Alberto Núñez Feijóo nació el 10 de septiembre de 1961 en el pueblo de Os Peares, lugar que parece sacado del mundo literario de Gonzalo Torrente Ballester porque su término está bañado por tres ríos (el Miño y el Sil, que allí confluyen, y el Búbal), repartido en cuatro municipios y pertenece a dos provincias: Orense y Lugo. Hoy no llega a los 60 habitantes. Alberto fue el primer hijo de Saturnino Núñez, empleado de la construcción, y de su esposa, Sira Feijóo. Tiene una hermana pequeña, Micaela. Nada que ver, pues, con las grandes fortunas, la burguesía gallega, el caciquismo rural y todo eso tan difundido, tan tópico de Galicia. La de Núñez Feijóo fue una familia humilde que vivía de alquiler en una casa de piedra; no tuvieron baño en casa hasta que no se mudaron a la capital, Orense.
Alberto salió listo, tímido, callado, estudioso y disciplinado. Casi un empollón. Hoy se llamaría un nerd. Estudió bachillerato y COU en el instituto Eduardo Blanco Amor de Orense. Le gustaba el Derecho y se matriculó en la universidad de Santiago de Compostela. Era tenaz, austero y metódico. Le daba de firme a los libros. Alguna vez se ha quejado de un compañero al que prestaba los apuntes, pero este nunca se los devolvía: era Pepe Blanco, futuro político socialista.
Pero cuando ya acababa la carrera ocurrió algo que lo cambió todo: su padre, el Saturnino como le llamaron siempre en el pueblo, se quedó sin trabajo y los sueños de Alberto, que quería ser juez, se hicieron humo. Había que ponerse a trabajar. El joven licenciado Núñez Feijóo, de 23 años, se preparó en dos meses las oposiciones a la Xunta de Galicia. Y las sacó. Con el número dos.
Aquel mozo alto, serio, católico y sentimental, que alguna vez votó a Felipe González, empezó a interesarse por la política viendo el programa La clave, de José Luis Balbín. Pero no hizo nada especial en ese sentido. No hasta que apareció el conselleiro de la Xunta de Galicia que patroneaba Manuel Fraga Iribarne: José Manuel Romay Beccaría. Era 1991 y Romay necesitaba un secretario general para su departamento, un abogado en quien se pudiera confiar. Preguntó y todos señalaron al mismo: el mejor es ese, el flaco, el callado, el que nunca llega tarde. Lo fichó. Así que Romay Beccaría fue para Núñez Feijóo el indispensable padrino que todo político necesita en sus primeros pasos.

□ □ □ □

**INSTRUCCIÓN**:
Vuelve a escribir el fragmento del texto sobre Núñez Feijóo que comienza con "Aquel mozo alto, serio, católico" y continúa hasta "sus primeros pasos.", y cambia el nombre del cargo "secretario general" por "asesor jurídico".

□ □ □ □

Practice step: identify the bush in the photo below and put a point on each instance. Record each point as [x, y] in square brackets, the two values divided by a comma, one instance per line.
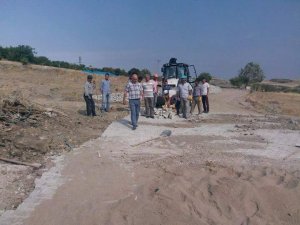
[205, 76]
[274, 88]
[24, 61]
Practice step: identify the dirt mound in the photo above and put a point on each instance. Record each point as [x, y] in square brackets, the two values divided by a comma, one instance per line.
[275, 103]
[42, 115]
[212, 194]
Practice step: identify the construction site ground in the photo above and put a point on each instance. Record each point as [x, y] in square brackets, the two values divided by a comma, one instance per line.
[238, 164]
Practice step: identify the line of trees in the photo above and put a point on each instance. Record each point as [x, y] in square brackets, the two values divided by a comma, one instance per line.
[250, 74]
[27, 55]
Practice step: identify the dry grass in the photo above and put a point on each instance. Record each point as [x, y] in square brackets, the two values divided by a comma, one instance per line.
[48, 82]
[276, 103]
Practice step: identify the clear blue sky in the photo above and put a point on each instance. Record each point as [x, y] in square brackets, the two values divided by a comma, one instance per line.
[217, 36]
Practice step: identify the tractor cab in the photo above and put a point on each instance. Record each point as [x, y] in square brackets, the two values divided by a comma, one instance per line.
[173, 71]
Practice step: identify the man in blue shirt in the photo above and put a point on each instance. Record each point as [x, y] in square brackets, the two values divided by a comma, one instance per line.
[105, 91]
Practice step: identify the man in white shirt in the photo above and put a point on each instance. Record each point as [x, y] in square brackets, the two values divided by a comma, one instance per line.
[148, 90]
[184, 90]
[155, 93]
[88, 96]
[205, 91]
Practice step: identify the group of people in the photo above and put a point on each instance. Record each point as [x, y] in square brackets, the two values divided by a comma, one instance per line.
[191, 96]
[136, 90]
[90, 87]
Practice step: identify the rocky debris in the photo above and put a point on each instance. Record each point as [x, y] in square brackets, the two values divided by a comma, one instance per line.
[164, 113]
[214, 89]
[114, 97]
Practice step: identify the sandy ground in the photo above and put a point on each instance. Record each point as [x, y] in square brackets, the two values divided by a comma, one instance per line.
[236, 165]
[231, 166]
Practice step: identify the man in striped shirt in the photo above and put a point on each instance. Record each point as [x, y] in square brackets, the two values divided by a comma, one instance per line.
[134, 90]
[148, 89]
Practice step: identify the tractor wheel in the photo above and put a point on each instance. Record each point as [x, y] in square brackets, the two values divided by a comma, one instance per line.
[160, 101]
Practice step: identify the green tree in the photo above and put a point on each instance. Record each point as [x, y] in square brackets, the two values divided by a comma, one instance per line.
[204, 75]
[144, 72]
[251, 73]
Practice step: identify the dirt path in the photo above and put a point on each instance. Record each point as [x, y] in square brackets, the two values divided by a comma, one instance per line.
[231, 166]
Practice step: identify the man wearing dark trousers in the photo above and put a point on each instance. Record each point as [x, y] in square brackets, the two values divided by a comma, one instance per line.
[134, 90]
[88, 96]
[204, 93]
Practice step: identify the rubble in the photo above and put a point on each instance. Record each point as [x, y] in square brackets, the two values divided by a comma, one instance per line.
[164, 113]
[114, 97]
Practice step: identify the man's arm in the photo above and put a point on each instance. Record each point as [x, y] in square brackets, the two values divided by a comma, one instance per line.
[124, 97]
[207, 89]
[190, 90]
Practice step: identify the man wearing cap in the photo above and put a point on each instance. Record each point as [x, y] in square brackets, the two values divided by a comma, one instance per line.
[148, 88]
[204, 93]
[184, 89]
[155, 92]
[105, 91]
[134, 90]
[196, 97]
[88, 96]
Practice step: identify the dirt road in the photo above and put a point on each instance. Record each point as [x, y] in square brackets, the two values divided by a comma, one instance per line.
[231, 166]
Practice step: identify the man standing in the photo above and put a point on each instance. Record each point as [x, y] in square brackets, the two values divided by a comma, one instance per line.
[205, 91]
[88, 96]
[105, 91]
[184, 90]
[155, 93]
[135, 93]
[196, 97]
[148, 89]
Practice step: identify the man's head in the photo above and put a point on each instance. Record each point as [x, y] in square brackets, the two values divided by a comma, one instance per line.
[89, 78]
[134, 78]
[140, 78]
[183, 80]
[147, 78]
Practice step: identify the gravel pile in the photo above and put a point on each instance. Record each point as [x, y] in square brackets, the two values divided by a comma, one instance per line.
[114, 97]
[167, 113]
[214, 89]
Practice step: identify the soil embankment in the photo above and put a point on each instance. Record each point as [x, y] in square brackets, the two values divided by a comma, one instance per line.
[231, 166]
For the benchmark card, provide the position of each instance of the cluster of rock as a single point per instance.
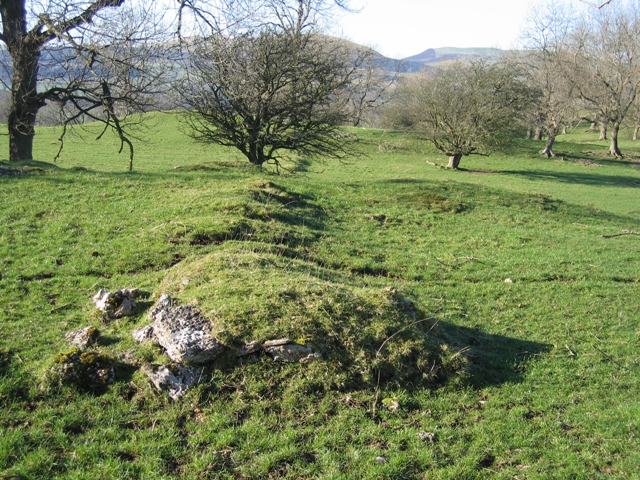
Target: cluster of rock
(188, 340)
(185, 334)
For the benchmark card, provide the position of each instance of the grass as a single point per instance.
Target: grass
(549, 388)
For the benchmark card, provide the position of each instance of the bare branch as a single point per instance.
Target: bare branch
(596, 5)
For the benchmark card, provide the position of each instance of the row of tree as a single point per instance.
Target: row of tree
(259, 76)
(571, 69)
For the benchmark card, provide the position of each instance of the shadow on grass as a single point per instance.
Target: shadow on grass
(592, 179)
(493, 359)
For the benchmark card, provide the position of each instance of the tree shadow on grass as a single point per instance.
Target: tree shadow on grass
(493, 359)
(592, 179)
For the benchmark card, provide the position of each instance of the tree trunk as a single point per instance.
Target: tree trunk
(547, 151)
(538, 135)
(613, 149)
(25, 102)
(603, 131)
(454, 160)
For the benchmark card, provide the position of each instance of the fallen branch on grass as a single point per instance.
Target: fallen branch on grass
(623, 232)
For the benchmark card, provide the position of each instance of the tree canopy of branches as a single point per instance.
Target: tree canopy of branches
(604, 65)
(98, 60)
(268, 94)
(545, 41)
(465, 108)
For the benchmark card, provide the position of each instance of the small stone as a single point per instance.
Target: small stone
(426, 436)
(164, 302)
(311, 358)
(117, 304)
(144, 334)
(128, 356)
(89, 371)
(275, 343)
(288, 353)
(248, 349)
(84, 337)
(176, 380)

□ □ □ □

**RESULTADO DEL EJERCICIO**:
Aquel mozo alto, serio, católico y sentimental, que alguna vez votó a Felipe González, empezó a interesarse por la política viendo el programa La clave, de José Luis Balbín. Pero no hizo nada especial en ese sentido. No hasta que apareció el conselleiro de la Xunta de Galicia que patroneaba Manuel Fraga Iribarne: José Manuel Romay Beccaría. Era 1991 y Romay necesitaba un asesor jurídico para su departamento, un abogado en quien se pudiera confiar. Preguntó y todos señalaron al mismo: el mejor es ese, el flaco, el callado, el que nunca llega tarde. Lo fichó. Así que Romay Beccaría fue para Núñez Feijóo el indispensable padrino que todo político necesita en sus primeros pasos.